**WHAT IS REQUIRED**.
Copy the data exactly, keeping every line intact.

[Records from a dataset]
======

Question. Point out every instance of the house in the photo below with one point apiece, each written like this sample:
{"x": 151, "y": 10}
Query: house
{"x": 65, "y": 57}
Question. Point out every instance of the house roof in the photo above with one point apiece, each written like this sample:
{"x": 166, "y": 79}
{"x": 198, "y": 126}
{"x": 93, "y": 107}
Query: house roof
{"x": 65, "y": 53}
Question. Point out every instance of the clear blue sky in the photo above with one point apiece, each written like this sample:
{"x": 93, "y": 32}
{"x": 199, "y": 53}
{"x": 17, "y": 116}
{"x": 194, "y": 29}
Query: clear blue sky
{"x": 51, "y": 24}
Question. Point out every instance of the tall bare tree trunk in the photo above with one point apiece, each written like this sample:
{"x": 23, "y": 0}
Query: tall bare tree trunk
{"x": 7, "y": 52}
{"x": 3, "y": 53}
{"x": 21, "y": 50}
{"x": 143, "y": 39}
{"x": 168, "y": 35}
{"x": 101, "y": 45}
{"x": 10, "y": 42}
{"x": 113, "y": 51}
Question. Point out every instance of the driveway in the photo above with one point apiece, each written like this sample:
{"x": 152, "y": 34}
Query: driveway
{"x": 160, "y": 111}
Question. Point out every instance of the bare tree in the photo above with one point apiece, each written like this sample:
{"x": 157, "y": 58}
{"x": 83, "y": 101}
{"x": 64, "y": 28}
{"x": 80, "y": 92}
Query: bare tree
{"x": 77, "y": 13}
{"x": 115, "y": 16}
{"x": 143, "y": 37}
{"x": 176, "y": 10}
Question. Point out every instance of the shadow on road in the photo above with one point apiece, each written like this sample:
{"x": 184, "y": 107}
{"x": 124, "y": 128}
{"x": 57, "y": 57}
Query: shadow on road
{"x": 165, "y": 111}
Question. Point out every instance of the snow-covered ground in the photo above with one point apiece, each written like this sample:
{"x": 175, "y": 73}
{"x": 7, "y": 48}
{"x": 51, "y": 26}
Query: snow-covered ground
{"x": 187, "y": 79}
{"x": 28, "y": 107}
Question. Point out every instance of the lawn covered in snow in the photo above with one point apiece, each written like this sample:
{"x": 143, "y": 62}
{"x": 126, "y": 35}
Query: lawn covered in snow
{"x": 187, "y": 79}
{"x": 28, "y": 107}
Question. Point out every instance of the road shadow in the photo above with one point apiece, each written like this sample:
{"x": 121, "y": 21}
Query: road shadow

======

**EXPECTED OUTPUT**.
Question. Point out every instance of the house in the photo below with one point apiece, each written like this sample:
{"x": 151, "y": 10}
Query: house
{"x": 65, "y": 57}
Question. Point out every instance of the house roof in the photo above with one point apiece, each written like this sample:
{"x": 166, "y": 79}
{"x": 198, "y": 126}
{"x": 93, "y": 107}
Query: house roof
{"x": 65, "y": 53}
Question. Point out every instance of the clear blue sky in the photo above with one point apiece, each written like this sample:
{"x": 93, "y": 32}
{"x": 199, "y": 53}
{"x": 17, "y": 116}
{"x": 194, "y": 29}
Query: clear blue sky
{"x": 51, "y": 24}
Question. Point out every instance of the tall bare tree trunk in the photo above with one point apiece, each written like this sample:
{"x": 23, "y": 0}
Query: tall bare tree trunk
{"x": 7, "y": 52}
{"x": 3, "y": 53}
{"x": 21, "y": 50}
{"x": 143, "y": 39}
{"x": 168, "y": 35}
{"x": 101, "y": 45}
{"x": 10, "y": 42}
{"x": 113, "y": 51}
Question. Point out every instance of the driveway in the photo above with one point apiece, each written like this sample:
{"x": 152, "y": 34}
Query: driveway
{"x": 160, "y": 111}
Question. Point out every instance of the bare tree in the photo above with one point apiece, each written like this sample:
{"x": 157, "y": 58}
{"x": 83, "y": 101}
{"x": 64, "y": 28}
{"x": 80, "y": 92}
Query: bare tree
{"x": 77, "y": 13}
{"x": 115, "y": 16}
{"x": 143, "y": 37}
{"x": 176, "y": 10}
Question. Point out every instance of the shadow on road in the photo above with one point apiece, each written like this sample:
{"x": 184, "y": 107}
{"x": 124, "y": 128}
{"x": 57, "y": 57}
Query: shadow on road
{"x": 165, "y": 111}
Question. Point out every instance of the snow-covered ground in the photo above with one point apiece, each written like this sample:
{"x": 175, "y": 73}
{"x": 7, "y": 48}
{"x": 51, "y": 26}
Query: snow-covered ground
{"x": 187, "y": 79}
{"x": 28, "y": 107}
Question. Point out every instance of the lawn covered in snow in the photo above with one point apiece, each written like this sample:
{"x": 143, "y": 62}
{"x": 126, "y": 35}
Query: lawn covered in snow
{"x": 187, "y": 79}
{"x": 28, "y": 107}
Question. Point out every instance of the road shadow in the photo above with one point apiece, each written like this sample:
{"x": 121, "y": 21}
Query: road shadow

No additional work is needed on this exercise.